▶ _Selected excerpt_:
A so-called mansion tax will not achieve fairness and the revenue gain will be modest
LIBERAL Democrats are pushing for a mansion tax, in the form of an annual levy on houses worth over £2m. They claim this would raise significant funds for the Treasury, would “target” the super-rich and would be more economically efficient than taxing people’s incomes.
It’s depressing that some consider it the function of the tax system to “target” certain groups, rather than to raise funds for the provision of public services. That aside, the other arguments outlined above were busted in Taxing Mansions, a paper released by the Centre for Policy Studies on Monday. Examining Savills’s data book, we found that the tax would unsurprisingly penalise those whose property value happened to have substantially increased during their period of ownership, those often described as “income poor, asset rich”.
It would mainly be paid by people in London, many of whom are not foreign oligarchs with huge property portfolios, but have lived in the city for decades and may be cash-poor pensioners. Administering the valuation of the properties would be a nightmare. And the maximum it would raise in revenue would be around £1bn, when taxation of property already occupies a higher proportion of GDP here than in any OECD country.
A common response from the advocates of the mansion tax to this weight of evidence is to simply state that the policy is fair or the right thing to do. Fairness is the buzzword of politicians across the board, and it usually comes in the context of wanting other people to pay more tax.

▶ _Extracted records_:
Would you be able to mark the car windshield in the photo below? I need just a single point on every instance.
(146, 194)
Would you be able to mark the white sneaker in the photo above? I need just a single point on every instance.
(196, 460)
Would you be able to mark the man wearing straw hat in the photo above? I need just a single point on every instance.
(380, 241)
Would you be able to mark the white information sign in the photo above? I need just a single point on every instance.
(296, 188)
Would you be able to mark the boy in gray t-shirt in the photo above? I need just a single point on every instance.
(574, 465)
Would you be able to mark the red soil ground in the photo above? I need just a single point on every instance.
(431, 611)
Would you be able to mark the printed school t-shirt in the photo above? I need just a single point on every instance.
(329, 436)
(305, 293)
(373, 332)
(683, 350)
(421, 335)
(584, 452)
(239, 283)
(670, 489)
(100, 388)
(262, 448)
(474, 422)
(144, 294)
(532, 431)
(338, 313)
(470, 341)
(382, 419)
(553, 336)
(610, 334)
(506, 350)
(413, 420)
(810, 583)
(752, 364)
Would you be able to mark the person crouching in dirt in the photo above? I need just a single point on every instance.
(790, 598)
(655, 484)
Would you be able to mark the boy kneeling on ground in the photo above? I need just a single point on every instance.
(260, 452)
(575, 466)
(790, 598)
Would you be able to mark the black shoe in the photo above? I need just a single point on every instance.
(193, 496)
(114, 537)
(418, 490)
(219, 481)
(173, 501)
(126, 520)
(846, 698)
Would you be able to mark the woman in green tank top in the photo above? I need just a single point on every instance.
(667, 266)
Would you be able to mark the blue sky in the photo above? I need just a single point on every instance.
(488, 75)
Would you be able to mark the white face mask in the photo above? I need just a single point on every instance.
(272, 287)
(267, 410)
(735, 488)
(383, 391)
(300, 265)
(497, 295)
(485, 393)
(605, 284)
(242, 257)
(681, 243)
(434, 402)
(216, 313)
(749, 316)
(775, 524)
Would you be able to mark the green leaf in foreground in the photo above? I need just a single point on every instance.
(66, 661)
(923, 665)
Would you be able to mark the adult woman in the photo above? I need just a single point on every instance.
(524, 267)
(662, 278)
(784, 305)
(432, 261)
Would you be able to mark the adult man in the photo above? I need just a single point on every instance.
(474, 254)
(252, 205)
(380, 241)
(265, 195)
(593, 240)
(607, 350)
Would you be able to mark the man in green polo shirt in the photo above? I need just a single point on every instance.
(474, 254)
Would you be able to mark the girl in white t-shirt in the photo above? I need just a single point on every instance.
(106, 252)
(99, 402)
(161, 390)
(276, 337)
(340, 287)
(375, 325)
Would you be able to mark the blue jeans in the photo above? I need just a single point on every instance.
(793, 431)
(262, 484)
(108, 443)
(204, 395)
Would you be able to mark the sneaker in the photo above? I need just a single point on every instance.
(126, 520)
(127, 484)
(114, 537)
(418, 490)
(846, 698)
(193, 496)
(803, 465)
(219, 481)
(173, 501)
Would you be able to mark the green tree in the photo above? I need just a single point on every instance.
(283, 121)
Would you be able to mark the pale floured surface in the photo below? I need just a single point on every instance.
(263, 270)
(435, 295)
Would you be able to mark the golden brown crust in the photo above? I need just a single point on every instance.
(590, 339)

▶ _Exercise requirements_:
a) According to the mansion tax text, what is the most the tax would raise in revenue?
b) In the mansion tax text, write out everything from "It would mainly" down to "any OECD country." again, swapping "pensioners" for "retirees".

▶ _Answer set_:
a) Around £1bn.

b)
It would mainly be paid by people in London, many of whom are not foreign oligarchs with huge property portfolios, but have lived in the city for decades and may be cash-poor retirees. Administering the valuation of the properties would be a nightmare. And the maximum it would raise in revenue would be around £1bn, when taxation of property already occupies a higher proportion of GDP here than in any OECD country.